- TASK DIRECTIONS: Go through the records and copy each line where the word "positive" occurs.

- STUDY MATERIAL:

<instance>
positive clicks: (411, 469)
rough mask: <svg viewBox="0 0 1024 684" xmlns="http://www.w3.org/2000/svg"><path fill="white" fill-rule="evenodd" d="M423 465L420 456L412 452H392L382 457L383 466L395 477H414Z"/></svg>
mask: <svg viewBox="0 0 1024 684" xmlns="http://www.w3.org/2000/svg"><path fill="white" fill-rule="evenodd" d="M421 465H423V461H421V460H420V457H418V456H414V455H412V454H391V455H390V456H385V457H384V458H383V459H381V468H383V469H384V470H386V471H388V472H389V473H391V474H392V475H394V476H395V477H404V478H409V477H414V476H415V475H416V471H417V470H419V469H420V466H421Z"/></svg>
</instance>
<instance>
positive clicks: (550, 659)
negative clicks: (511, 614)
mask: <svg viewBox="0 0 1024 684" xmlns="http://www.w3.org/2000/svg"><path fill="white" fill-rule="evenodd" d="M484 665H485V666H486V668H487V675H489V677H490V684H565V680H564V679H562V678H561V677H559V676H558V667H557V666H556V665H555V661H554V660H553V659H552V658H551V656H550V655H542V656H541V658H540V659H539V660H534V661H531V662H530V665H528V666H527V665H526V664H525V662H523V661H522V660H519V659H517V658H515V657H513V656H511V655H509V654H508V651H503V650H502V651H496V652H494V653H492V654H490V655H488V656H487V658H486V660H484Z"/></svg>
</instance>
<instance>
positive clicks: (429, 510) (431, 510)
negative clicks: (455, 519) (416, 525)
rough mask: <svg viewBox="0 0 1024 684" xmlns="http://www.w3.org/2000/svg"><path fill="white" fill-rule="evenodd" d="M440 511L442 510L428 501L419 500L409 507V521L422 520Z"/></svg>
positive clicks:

- WRITTEN SOLUTION:
positive clicks: (411, 469)
positive clicks: (550, 659)
positive clicks: (429, 510) (431, 510)
positive clicks:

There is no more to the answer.